Start

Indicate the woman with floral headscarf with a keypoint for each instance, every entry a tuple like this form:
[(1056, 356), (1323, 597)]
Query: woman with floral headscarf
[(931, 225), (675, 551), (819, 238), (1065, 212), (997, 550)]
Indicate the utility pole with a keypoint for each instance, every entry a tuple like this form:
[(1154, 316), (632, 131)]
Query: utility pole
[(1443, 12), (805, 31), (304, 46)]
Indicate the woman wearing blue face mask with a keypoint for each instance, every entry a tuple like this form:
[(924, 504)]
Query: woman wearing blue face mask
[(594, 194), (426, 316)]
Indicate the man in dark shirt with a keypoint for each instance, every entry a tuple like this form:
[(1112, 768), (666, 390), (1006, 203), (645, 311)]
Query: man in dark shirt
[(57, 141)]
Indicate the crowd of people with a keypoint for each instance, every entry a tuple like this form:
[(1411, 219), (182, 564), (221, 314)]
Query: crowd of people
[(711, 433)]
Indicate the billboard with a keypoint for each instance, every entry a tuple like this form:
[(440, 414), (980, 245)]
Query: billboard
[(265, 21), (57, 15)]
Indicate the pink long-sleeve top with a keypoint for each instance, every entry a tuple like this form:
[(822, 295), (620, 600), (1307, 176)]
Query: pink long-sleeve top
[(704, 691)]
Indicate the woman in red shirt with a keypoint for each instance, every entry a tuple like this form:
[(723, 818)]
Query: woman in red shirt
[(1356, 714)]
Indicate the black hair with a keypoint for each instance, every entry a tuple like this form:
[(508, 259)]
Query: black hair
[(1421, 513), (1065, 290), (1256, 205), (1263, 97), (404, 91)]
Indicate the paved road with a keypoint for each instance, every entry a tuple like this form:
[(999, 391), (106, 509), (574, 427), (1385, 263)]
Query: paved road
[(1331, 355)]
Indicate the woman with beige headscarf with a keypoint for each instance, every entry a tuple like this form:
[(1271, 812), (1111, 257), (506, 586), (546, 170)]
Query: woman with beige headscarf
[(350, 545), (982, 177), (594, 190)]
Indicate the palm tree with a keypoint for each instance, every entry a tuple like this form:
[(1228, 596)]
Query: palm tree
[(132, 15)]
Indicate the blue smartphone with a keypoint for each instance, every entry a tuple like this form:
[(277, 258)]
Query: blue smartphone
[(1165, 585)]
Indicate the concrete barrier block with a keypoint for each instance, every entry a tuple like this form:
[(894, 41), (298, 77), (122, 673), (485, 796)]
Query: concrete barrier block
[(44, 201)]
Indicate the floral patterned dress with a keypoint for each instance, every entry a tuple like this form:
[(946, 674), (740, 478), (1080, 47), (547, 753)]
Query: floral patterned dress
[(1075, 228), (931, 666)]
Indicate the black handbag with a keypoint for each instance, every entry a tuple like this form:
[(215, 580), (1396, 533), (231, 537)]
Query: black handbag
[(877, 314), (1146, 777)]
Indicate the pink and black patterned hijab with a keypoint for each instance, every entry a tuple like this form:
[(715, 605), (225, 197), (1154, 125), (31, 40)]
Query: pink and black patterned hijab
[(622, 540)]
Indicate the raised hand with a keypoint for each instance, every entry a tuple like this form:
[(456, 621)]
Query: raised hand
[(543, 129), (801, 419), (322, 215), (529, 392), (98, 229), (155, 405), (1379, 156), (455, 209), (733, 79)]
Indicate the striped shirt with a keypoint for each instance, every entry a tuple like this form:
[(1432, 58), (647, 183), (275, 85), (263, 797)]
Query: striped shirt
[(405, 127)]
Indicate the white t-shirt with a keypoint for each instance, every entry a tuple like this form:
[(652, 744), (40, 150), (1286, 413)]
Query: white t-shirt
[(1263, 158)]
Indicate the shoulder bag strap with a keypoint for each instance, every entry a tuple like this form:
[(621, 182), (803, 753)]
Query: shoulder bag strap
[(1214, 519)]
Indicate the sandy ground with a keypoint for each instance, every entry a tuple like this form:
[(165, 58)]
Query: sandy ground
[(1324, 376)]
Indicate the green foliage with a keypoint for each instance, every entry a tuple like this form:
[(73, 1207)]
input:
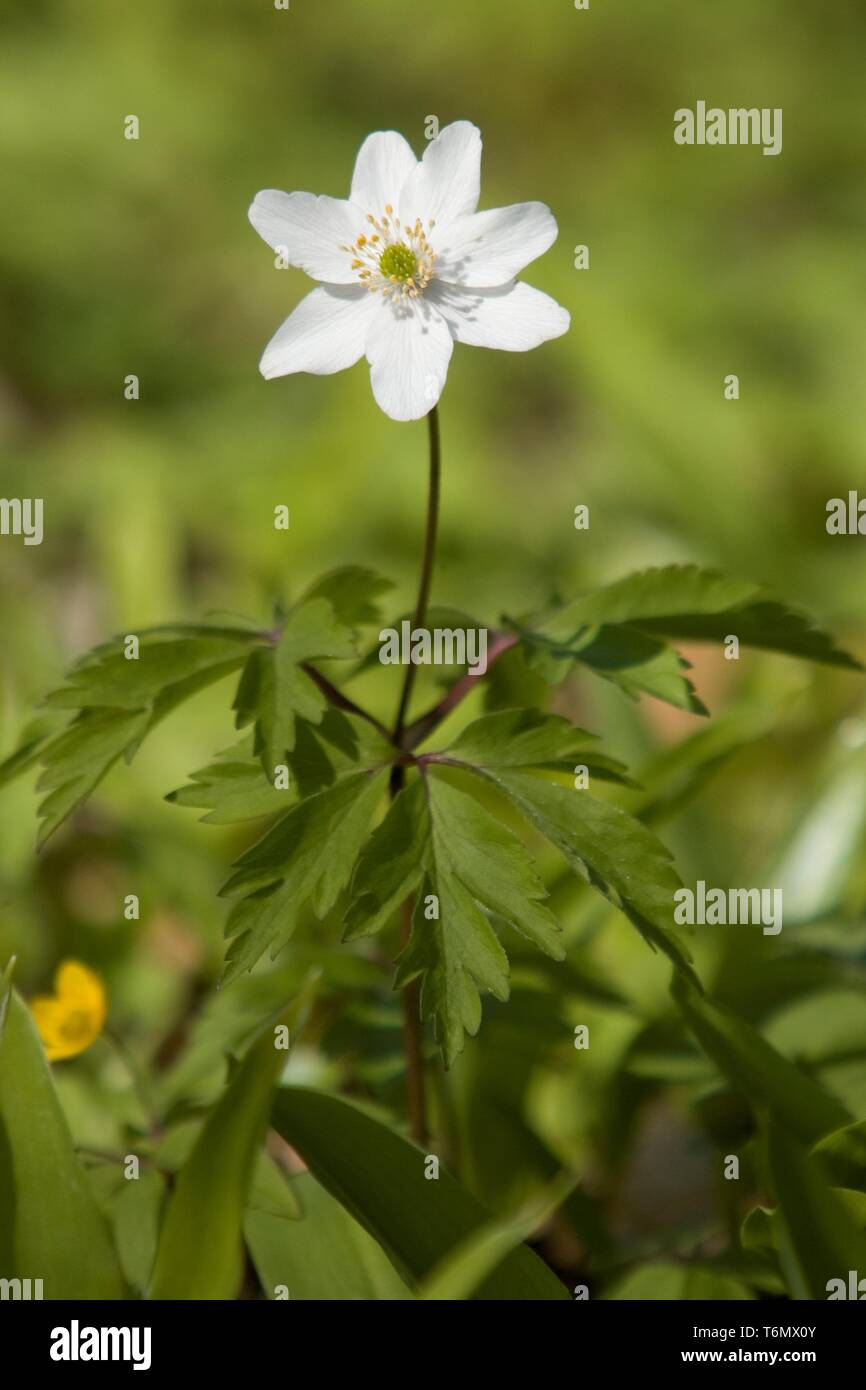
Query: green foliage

End

Reproduce word for word every line from the one containing "Indicate the striped" through the one containing "[(405, 127)]", both included, and nothing else.

_REPLY_
Indicate the striped shirt with a keypoint for each instance, every entry a tuple like this form:
[(1432, 58), (647, 183), (275, 85), (263, 797)]
Query: striped shirt
[(405, 127)]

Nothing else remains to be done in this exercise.